%%
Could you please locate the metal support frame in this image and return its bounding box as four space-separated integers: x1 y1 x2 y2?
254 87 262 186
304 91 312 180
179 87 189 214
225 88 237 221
%%
Count the lines of the records above that contain the string "bounding", with case taken into account. Reply with the number alone.

1